* [Data]

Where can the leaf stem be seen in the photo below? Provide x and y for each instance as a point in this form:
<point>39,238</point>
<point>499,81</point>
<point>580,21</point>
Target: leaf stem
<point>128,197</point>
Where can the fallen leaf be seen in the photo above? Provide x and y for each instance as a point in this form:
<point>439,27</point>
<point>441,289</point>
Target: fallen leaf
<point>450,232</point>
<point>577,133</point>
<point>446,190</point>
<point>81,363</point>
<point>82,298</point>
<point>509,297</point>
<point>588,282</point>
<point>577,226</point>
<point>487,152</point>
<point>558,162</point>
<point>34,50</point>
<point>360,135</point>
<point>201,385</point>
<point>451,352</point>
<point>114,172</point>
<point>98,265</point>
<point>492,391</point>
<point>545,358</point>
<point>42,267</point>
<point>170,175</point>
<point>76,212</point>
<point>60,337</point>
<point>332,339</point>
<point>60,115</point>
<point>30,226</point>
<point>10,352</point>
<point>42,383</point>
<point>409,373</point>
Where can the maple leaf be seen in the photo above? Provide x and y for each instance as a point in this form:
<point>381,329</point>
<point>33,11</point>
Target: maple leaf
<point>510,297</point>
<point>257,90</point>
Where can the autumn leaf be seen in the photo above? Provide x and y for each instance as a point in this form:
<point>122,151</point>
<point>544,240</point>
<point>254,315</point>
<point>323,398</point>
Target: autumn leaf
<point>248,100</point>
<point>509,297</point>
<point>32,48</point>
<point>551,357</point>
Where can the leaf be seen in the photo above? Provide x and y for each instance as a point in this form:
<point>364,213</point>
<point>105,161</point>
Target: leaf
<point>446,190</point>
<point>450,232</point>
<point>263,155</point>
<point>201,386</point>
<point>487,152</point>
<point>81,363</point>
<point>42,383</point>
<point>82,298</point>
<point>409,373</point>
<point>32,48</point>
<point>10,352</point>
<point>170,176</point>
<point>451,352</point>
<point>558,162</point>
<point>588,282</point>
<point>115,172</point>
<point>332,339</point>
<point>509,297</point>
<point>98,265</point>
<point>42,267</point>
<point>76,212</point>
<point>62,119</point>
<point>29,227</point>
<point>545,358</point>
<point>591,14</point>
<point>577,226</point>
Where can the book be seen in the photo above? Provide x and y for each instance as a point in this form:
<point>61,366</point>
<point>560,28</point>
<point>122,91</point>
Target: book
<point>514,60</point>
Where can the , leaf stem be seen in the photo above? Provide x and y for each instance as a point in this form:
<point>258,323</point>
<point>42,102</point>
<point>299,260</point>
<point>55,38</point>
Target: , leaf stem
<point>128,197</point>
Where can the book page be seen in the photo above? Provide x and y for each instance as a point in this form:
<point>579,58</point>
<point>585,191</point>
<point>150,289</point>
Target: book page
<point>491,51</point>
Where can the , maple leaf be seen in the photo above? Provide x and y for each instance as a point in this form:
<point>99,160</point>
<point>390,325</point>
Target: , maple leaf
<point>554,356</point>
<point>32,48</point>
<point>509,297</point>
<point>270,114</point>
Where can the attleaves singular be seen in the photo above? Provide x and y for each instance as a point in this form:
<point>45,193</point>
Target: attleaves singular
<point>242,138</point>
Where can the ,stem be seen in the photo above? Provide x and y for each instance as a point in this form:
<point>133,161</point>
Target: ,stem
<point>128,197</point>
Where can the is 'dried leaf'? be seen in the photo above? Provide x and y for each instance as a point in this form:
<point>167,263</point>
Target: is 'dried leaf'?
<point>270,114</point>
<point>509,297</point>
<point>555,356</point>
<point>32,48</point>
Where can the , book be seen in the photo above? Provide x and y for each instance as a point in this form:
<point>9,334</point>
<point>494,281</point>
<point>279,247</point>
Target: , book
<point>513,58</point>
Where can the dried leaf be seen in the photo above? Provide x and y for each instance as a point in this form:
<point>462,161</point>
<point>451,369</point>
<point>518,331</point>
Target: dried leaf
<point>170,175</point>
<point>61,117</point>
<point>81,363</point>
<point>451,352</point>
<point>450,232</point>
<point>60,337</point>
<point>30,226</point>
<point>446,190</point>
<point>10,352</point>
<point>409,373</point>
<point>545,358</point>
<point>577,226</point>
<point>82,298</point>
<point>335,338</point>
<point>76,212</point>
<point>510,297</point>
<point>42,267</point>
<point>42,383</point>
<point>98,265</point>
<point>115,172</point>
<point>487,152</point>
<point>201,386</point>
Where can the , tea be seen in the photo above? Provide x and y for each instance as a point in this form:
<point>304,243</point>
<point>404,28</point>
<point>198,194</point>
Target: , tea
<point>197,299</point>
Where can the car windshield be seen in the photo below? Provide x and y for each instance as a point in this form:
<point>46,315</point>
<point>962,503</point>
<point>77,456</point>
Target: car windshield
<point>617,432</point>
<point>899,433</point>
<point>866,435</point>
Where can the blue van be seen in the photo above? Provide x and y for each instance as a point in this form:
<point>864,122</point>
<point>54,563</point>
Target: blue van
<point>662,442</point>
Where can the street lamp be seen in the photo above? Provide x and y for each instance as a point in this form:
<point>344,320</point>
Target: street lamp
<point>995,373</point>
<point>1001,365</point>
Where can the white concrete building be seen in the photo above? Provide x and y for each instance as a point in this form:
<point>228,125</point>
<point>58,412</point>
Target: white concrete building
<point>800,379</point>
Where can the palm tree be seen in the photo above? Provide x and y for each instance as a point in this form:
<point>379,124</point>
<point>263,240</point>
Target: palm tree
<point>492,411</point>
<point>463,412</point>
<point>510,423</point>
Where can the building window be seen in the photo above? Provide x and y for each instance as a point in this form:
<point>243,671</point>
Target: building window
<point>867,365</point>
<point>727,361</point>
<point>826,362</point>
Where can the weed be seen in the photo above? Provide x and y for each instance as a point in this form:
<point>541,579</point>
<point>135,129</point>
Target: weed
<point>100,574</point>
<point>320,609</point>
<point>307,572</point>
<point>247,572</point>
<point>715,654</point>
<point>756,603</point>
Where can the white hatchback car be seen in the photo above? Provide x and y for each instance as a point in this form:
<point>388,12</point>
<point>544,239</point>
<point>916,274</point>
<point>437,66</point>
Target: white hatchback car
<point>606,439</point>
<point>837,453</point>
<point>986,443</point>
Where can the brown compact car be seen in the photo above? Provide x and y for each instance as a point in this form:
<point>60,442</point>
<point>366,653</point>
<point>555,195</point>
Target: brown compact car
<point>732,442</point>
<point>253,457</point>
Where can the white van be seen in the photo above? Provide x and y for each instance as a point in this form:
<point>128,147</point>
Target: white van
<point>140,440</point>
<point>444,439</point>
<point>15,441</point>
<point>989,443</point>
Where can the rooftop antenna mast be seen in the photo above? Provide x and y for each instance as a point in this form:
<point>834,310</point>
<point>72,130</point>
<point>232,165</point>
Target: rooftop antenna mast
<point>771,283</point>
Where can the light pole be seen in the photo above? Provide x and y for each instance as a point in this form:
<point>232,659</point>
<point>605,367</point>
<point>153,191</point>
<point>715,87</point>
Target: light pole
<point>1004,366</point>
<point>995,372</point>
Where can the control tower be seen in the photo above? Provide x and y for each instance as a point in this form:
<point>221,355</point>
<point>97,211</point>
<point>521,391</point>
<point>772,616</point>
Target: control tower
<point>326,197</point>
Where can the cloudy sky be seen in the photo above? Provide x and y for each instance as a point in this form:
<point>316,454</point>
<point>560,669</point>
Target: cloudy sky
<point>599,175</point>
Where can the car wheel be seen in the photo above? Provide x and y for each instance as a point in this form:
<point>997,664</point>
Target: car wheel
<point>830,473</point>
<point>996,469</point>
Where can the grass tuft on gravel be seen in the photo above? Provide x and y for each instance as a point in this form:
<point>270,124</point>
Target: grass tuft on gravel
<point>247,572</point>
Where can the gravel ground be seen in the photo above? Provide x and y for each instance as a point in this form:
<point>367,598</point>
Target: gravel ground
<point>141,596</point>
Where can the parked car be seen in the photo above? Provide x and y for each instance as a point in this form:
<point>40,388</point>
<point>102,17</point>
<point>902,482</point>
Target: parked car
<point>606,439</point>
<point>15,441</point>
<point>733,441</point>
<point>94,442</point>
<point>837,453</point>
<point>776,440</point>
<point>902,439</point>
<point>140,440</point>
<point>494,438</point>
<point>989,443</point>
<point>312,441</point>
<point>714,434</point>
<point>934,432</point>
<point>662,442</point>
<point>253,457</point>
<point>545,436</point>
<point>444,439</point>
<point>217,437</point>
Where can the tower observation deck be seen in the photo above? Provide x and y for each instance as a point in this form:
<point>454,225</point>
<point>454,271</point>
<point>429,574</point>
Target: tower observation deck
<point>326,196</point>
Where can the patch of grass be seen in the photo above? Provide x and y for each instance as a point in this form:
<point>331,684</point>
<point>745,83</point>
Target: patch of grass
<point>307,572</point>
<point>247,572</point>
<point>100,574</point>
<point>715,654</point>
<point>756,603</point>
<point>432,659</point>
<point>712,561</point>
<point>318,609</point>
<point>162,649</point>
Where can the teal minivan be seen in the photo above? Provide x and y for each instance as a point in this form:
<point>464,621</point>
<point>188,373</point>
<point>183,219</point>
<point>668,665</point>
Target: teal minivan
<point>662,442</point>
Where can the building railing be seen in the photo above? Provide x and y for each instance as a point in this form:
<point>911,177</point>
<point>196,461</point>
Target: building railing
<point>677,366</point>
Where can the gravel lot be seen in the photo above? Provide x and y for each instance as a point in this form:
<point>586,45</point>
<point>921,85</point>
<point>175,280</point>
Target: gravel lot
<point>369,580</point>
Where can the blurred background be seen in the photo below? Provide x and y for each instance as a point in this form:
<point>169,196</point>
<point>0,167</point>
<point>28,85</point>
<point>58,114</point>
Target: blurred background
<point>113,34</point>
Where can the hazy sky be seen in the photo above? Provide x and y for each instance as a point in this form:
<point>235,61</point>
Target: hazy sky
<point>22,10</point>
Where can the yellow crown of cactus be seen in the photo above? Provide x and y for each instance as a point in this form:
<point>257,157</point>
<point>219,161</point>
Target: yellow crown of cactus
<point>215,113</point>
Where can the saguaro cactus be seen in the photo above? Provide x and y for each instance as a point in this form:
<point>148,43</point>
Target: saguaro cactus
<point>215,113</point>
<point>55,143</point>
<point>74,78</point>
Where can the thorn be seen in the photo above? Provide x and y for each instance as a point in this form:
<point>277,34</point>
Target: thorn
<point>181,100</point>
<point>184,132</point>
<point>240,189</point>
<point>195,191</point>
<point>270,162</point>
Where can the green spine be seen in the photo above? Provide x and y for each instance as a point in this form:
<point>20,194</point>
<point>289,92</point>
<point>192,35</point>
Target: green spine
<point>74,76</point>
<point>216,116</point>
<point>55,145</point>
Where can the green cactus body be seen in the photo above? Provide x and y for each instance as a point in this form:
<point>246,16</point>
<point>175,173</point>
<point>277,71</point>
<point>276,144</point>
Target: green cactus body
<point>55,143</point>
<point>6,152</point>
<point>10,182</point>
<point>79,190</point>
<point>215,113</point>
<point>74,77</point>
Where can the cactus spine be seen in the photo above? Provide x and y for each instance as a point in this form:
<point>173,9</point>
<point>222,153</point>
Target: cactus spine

* [Description of the task]
Of the lines above, output exactly those from the line bearing "<point>254,315</point>" through the line bearing "<point>105,161</point>", inclusive.

* [Expected answer]
<point>254,315</point>
<point>323,398</point>
Target: autumn leaf
<point>248,100</point>
<point>509,297</point>
<point>32,48</point>
<point>551,357</point>
Where can the leaf be seen in the photo above? Provide x and y for each instance as a point in this form:
<point>364,213</point>
<point>105,161</point>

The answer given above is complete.